■ Requirement
List each of the lines below that contains the word "window". Case counts.

-------------------------

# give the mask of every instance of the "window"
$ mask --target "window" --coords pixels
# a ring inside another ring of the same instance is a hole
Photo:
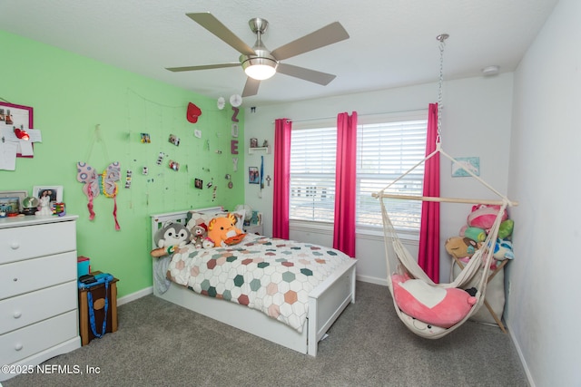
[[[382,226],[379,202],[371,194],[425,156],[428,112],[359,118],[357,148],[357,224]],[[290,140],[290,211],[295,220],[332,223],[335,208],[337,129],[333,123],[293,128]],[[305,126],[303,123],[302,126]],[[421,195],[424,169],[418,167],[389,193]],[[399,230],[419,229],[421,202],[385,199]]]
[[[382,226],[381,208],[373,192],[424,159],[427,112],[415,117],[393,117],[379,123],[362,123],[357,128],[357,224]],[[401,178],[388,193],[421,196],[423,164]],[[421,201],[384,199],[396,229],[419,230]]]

-------------------------

■ Solution for this task
# give the mask of every instance of the "window"
$ mask --target "window" --coords pixels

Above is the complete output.